→ **TASK DIRECTIONS**
Exact repetition of the data is the whole task.

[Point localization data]
····················

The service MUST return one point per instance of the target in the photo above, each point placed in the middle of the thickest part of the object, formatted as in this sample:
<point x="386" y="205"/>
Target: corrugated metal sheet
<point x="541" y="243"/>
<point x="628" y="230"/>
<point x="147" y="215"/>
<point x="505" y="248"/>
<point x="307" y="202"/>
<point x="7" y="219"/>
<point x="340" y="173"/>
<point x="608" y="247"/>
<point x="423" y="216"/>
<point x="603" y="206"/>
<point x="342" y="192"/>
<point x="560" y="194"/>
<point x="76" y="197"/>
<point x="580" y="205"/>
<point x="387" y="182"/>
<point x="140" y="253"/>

····················

→ **REPLY**
The service MUST return one point per instance of the target in the photo above, each point placed in the middle of the thickest part of the object, formatted as in this sample:
<point x="386" y="205"/>
Target: corrugated metal sheet
<point x="541" y="243"/>
<point x="628" y="230"/>
<point x="147" y="215"/>
<point x="505" y="248"/>
<point x="307" y="202"/>
<point x="7" y="219"/>
<point x="340" y="173"/>
<point x="608" y="247"/>
<point x="423" y="216"/>
<point x="603" y="206"/>
<point x="342" y="192"/>
<point x="560" y="194"/>
<point x="76" y="197"/>
<point x="580" y="205"/>
<point x="387" y="182"/>
<point x="140" y="253"/>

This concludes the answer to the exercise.